= GIVEN DATA =
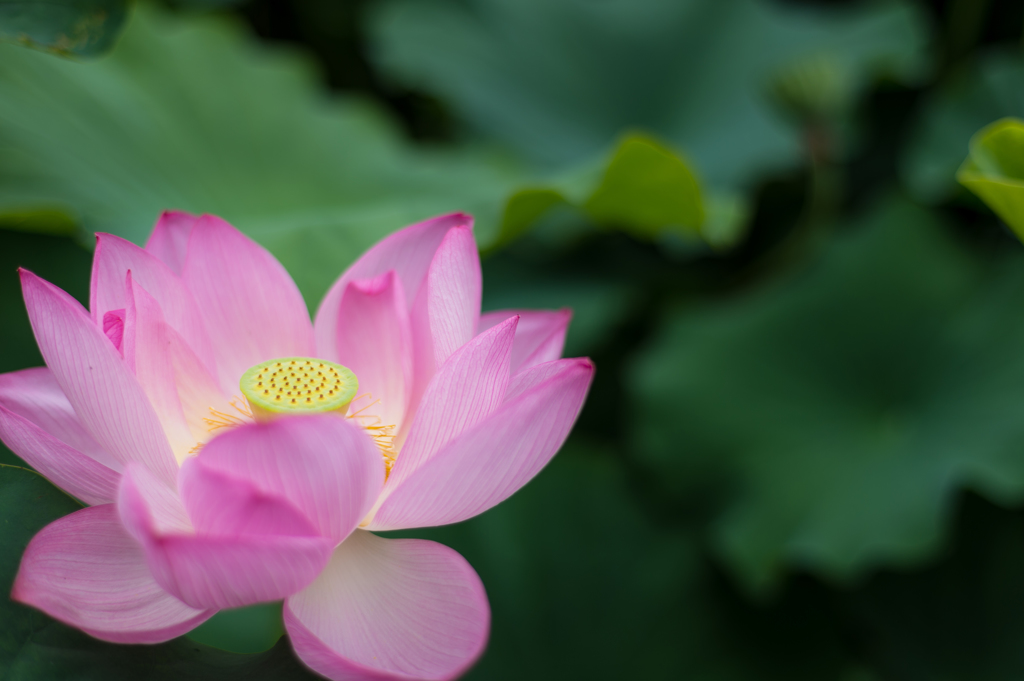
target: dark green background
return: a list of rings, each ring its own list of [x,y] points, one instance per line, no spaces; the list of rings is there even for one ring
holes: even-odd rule
[[[0,370],[41,362],[16,268],[85,301],[91,232],[162,208],[311,308],[471,211],[485,309],[573,307],[598,369],[536,480],[406,533],[486,585],[466,678],[1021,679],[1024,248],[955,174],[1024,117],[1022,30],[1012,0],[0,0]],[[6,590],[76,502],[0,463]],[[0,678],[312,675],[4,601]]]

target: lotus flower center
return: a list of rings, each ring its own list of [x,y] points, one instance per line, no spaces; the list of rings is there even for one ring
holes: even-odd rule
[[[250,368],[239,383],[257,421],[282,415],[342,416],[359,381],[348,367],[309,357],[272,359]]]

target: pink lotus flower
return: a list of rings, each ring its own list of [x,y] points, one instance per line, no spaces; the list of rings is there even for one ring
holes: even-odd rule
[[[476,660],[490,610],[469,564],[369,530],[506,499],[562,445],[593,366],[559,359],[565,311],[481,316],[470,218],[381,241],[315,324],[284,268],[208,215],[164,214],[145,249],[100,235],[91,313],[21,278],[47,367],[0,376],[0,438],[90,506],[32,540],[15,600],[153,643],[284,599],[296,653],[332,679]]]

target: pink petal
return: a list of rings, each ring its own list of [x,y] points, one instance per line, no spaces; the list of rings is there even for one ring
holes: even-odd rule
[[[437,367],[473,336],[480,319],[480,293],[480,256],[473,234],[469,227],[453,227],[434,254],[410,314],[413,384],[406,422],[421,404]]]
[[[167,641],[213,615],[160,588],[113,504],[44,527],[25,549],[11,598],[115,643]]]
[[[103,313],[103,333],[106,334],[114,347],[121,350],[124,342],[124,310],[110,310]],[[124,354],[122,353],[122,357]]]
[[[203,312],[228,394],[254,364],[315,355],[295,282],[274,256],[220,218],[204,215],[196,222],[182,279]]]
[[[122,354],[153,404],[175,458],[182,461],[210,439],[209,419],[247,422],[248,410],[224,395],[206,363],[166,323],[156,299],[130,272],[127,285]]]
[[[142,544],[146,563],[161,587],[192,607],[220,609],[278,600],[316,578],[329,560],[334,542],[312,535],[312,525],[300,523],[297,518],[301,515],[293,507],[280,499],[265,498],[245,481],[223,475],[212,481],[199,480],[205,473],[202,467],[187,468],[188,473],[183,468],[182,482],[203,485],[203,489],[189,491],[190,510],[197,513],[199,526],[247,531],[189,532],[190,528],[173,517],[178,512],[173,504],[181,502],[171,499],[168,488],[161,487],[145,469],[129,466],[121,479],[118,511],[128,532]],[[211,497],[213,485],[221,486],[220,504]],[[247,525],[245,516],[254,511],[256,519]],[[281,515],[288,517],[276,523],[262,522]],[[273,533],[285,526],[303,533]]]
[[[170,486],[137,463],[125,466],[117,491],[117,510],[128,533],[145,543],[153,533],[194,532],[176,486]]]
[[[121,462],[86,432],[74,407],[46,367],[0,374],[0,405],[107,468],[115,471],[123,468]]]
[[[480,321],[480,255],[469,227],[448,230],[425,282],[434,365],[469,342]],[[418,301],[417,301],[418,304]]]
[[[412,383],[412,332],[394,270],[349,283],[338,315],[337,361],[355,372],[359,394],[353,410],[379,418],[397,430],[405,416]],[[375,403],[376,404],[373,404]],[[372,406],[371,406],[372,404]]]
[[[565,333],[572,320],[572,310],[498,310],[480,316],[477,333],[483,333],[509,317],[519,315],[516,340],[512,345],[512,373],[536,364],[551,362],[562,356]]]
[[[458,553],[363,531],[284,607],[299,659],[335,681],[454,679],[483,652],[490,620],[483,584]]]
[[[509,385],[508,400],[398,485],[369,528],[455,523],[507,499],[562,446],[593,375],[587,359],[558,360],[520,372]]]
[[[188,240],[198,219],[184,211],[165,210],[149,235],[146,252],[152,253],[170,267],[172,272],[180,275],[185,267],[185,256],[188,254]]]
[[[248,480],[210,469],[197,458],[182,465],[178,485],[199,536],[231,540],[318,534],[313,523],[287,499],[267,494]]]
[[[50,482],[87,504],[117,496],[120,474],[0,404],[0,440]]]
[[[211,440],[196,462],[287,499],[332,546],[366,516],[384,484],[373,440],[335,415],[240,426]]]
[[[39,350],[86,432],[117,461],[173,482],[178,465],[160,420],[117,349],[74,298],[20,272]]]
[[[444,445],[502,403],[517,321],[511,317],[483,332],[438,370],[423,394],[385,490],[400,485]]]
[[[125,279],[129,272],[156,299],[167,323],[203,361],[212,362],[213,351],[202,315],[181,279],[156,256],[112,234],[96,235],[89,307],[97,325],[103,325],[107,312],[128,307]]]
[[[434,253],[453,227],[472,228],[473,218],[462,213],[442,215],[418,222],[382,239],[342,274],[320,303],[316,313],[316,344],[320,356],[338,361],[335,333],[341,299],[351,281],[374,279],[394,270],[402,282],[406,304],[412,305],[434,259]]]
[[[173,346],[183,343],[164,321],[159,303],[128,272],[128,309],[125,314],[123,352],[146,392],[167,435],[177,461],[196,446],[178,399]]]

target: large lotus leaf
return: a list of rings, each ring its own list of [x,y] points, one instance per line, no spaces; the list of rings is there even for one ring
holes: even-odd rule
[[[1024,118],[1020,50],[987,52],[929,93],[907,128],[910,139],[900,159],[900,174],[914,198],[950,198],[971,136],[1005,116]]]
[[[979,130],[956,177],[1024,239],[1024,121],[1004,118]]]
[[[768,289],[670,314],[632,374],[637,456],[713,480],[751,588],[930,555],[949,497],[1024,497],[1024,260],[894,202]]]
[[[92,56],[110,49],[127,13],[128,0],[0,0],[0,39]]]
[[[846,597],[846,621],[864,632],[865,657],[883,679],[1024,678],[1024,519],[965,496],[939,564],[885,572]]]
[[[909,4],[813,12],[766,0],[394,0],[376,60],[475,129],[539,162],[601,153],[624,129],[681,149],[711,187],[797,164],[798,132],[768,95],[804,62],[856,93],[921,66]]]
[[[843,675],[853,664],[820,600],[734,599],[696,533],[628,480],[606,448],[574,438],[497,508],[401,533],[452,546],[487,586],[491,641],[467,681],[859,678]]]
[[[403,142],[366,102],[318,93],[303,60],[223,20],[140,5],[110,55],[0,45],[0,213],[62,208],[145,239],[159,211],[217,213],[311,302],[389,231],[452,210],[493,236],[517,174]]]
[[[724,238],[715,231],[716,222],[706,230],[701,189],[689,165],[664,144],[636,133],[623,136],[607,161],[582,164],[509,197],[494,246],[516,240],[560,206],[647,241],[668,231],[727,246],[741,233],[736,220],[726,225]]]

= WORK TASK =
Once the pictures are removed, output the remaining material exactly.

= RESULT =
target: dark green background
return: a list of rings, each ring its own list of [x,y] points, one instance per line, no spaces; the list of rings is there even for one ring
holes: even-odd rule
[[[0,370],[41,362],[16,268],[85,301],[91,232],[162,208],[311,308],[471,211],[485,309],[573,307],[598,369],[536,480],[406,533],[486,585],[466,678],[1021,679],[1024,248],[955,174],[1024,117],[1022,30],[1012,0],[0,0]],[[6,590],[76,502],[0,463]],[[0,678],[312,675],[4,601]]]

target: lotus flower center
return: a list of rings, each ring its own list of [x,y] points, one instance per line, no spaces; the list of rings is there even for one ring
holes: even-odd rule
[[[250,368],[239,383],[257,421],[282,415],[342,416],[359,381],[348,367],[309,357],[272,359]]]

target: pink lotus flower
return: a list of rings, each ring its own list of [x,y] points, one instance per line, no spaces; the list of rings is there even for one ring
holes: even-odd rule
[[[476,660],[490,610],[469,564],[369,530],[506,499],[562,445],[593,366],[559,359],[565,311],[481,316],[470,218],[381,241],[315,324],[284,268],[208,215],[164,214],[145,249],[100,235],[91,313],[21,278],[47,367],[0,376],[0,438],[90,506],[32,540],[15,600],[153,643],[284,599],[296,653],[332,679]]]

target: pink petal
return: a list of rings, each ring its own list of [x,y] points, one instance per line, no spaces; the list of rings is there even for one ring
holes: even-odd rule
[[[437,367],[473,336],[480,319],[480,293],[480,256],[473,234],[469,227],[453,227],[434,254],[410,314],[413,384],[406,422],[421,404]]]
[[[167,641],[213,615],[160,588],[113,504],[44,527],[25,549],[11,598],[115,643]]]
[[[103,313],[103,333],[106,334],[114,347],[121,350],[124,342],[124,310],[110,310]],[[124,354],[122,353],[122,357]]]
[[[203,312],[228,394],[254,364],[315,355],[295,282],[274,256],[220,218],[204,215],[196,222],[182,279]]]
[[[122,354],[153,404],[175,458],[182,461],[210,439],[209,419],[247,422],[248,410],[224,395],[206,363],[166,323],[156,299],[130,272],[127,285]]]
[[[142,544],[146,563],[161,587],[192,607],[220,609],[278,600],[316,578],[329,560],[334,542],[312,535],[312,525],[300,523],[297,518],[301,515],[293,507],[280,499],[265,498],[245,481],[223,475],[212,481],[199,480],[205,473],[202,467],[187,468],[188,473],[183,468],[182,482],[203,485],[203,489],[189,491],[190,510],[197,513],[199,526],[247,531],[189,532],[190,528],[173,517],[178,512],[173,504],[181,502],[171,499],[168,488],[161,487],[145,469],[129,466],[121,479],[118,511],[128,532]],[[211,497],[213,485],[221,486],[220,504]],[[247,525],[245,516],[254,511],[256,519]],[[281,515],[288,517],[276,523],[262,522]],[[273,533],[285,526],[303,533]]]
[[[170,486],[137,463],[125,466],[117,491],[117,510],[128,533],[145,543],[153,533],[194,532],[176,486]]]
[[[121,462],[86,432],[74,407],[46,367],[0,374],[0,405],[107,468],[115,471],[123,468]]]
[[[480,321],[480,255],[469,227],[448,230],[425,282],[434,365],[469,342]],[[418,301],[417,301],[418,304]]]
[[[412,383],[412,332],[394,270],[349,283],[338,315],[337,361],[355,372],[359,394],[353,410],[379,418],[397,430],[405,416]],[[375,403],[376,404],[373,404]],[[372,406],[371,406],[372,404]]]
[[[565,333],[572,320],[572,310],[498,310],[480,316],[477,333],[483,333],[509,317],[519,315],[516,340],[512,345],[512,373],[536,364],[551,362],[562,356]]]
[[[458,553],[363,531],[284,607],[299,659],[335,681],[454,679],[483,652],[490,620],[483,584]]]
[[[509,385],[508,400],[398,485],[369,528],[455,523],[507,499],[562,446],[593,375],[587,359],[558,360],[520,372]]]
[[[188,240],[198,219],[184,211],[165,210],[149,235],[146,252],[152,253],[170,267],[172,272],[180,275],[185,267],[185,256],[188,254]]]
[[[248,480],[210,469],[197,458],[182,465],[178,485],[199,536],[231,540],[318,534],[313,523],[287,499],[267,494]]]
[[[50,482],[87,504],[117,496],[120,474],[0,404],[0,440]]]
[[[211,440],[196,462],[287,499],[332,546],[366,516],[384,484],[373,440],[335,415],[240,426]]]
[[[39,350],[86,432],[117,461],[173,482],[178,465],[160,420],[117,349],[74,298],[20,272]]]
[[[444,445],[502,403],[517,321],[511,317],[483,332],[438,370],[423,394],[385,490],[400,485]]]
[[[125,279],[129,272],[156,299],[167,323],[203,361],[212,362],[213,351],[202,315],[181,279],[156,256],[112,234],[96,235],[89,307],[97,325],[103,325],[107,312],[128,307]]]
[[[434,253],[453,227],[472,228],[473,218],[462,213],[442,215],[418,222],[382,239],[342,274],[320,303],[316,313],[316,344],[320,356],[338,361],[335,333],[341,299],[351,281],[374,279],[394,270],[402,282],[406,304],[412,305],[434,259]]]
[[[173,346],[183,343],[164,321],[159,303],[128,272],[128,309],[125,314],[123,352],[146,392],[167,435],[177,461],[196,446],[178,399]]]

target: large lotus leaf
return: a list of rings, each ring its own list of [x,y] points, one instance per line, no spaces; the list of rings is there even for one ring
holes: even-odd rule
[[[1024,118],[1020,50],[987,52],[929,93],[907,128],[910,139],[900,159],[900,174],[914,198],[950,198],[971,136],[1005,116]]]
[[[979,130],[956,177],[1024,239],[1024,121],[1004,118]]]
[[[768,289],[670,314],[632,374],[637,456],[713,480],[751,588],[930,555],[949,497],[1024,497],[1024,260],[894,202]]]
[[[92,56],[110,49],[127,13],[128,0],[0,0],[0,39]]]
[[[846,597],[846,621],[864,632],[865,657],[883,679],[1024,678],[1024,519],[965,496],[939,564],[885,572]]]
[[[909,4],[813,12],[766,0],[394,0],[376,60],[475,129],[539,162],[601,153],[624,129],[681,149],[711,187],[797,164],[798,132],[768,95],[804,62],[856,93],[921,66]]]
[[[843,675],[853,664],[820,600],[734,599],[696,533],[628,480],[606,448],[574,438],[497,508],[401,533],[452,546],[487,586],[491,641],[467,681],[859,678]]]
[[[403,142],[366,102],[318,93],[303,60],[223,20],[140,5],[110,55],[0,45],[0,213],[62,208],[145,239],[159,211],[217,213],[311,302],[389,231],[452,210],[493,236],[517,174]]]
[[[724,238],[715,231],[716,222],[706,230],[701,189],[689,165],[664,144],[636,133],[623,136],[607,161],[582,164],[509,197],[494,246],[516,240],[560,206],[647,241],[668,231],[727,246],[741,233],[736,220],[726,225]]]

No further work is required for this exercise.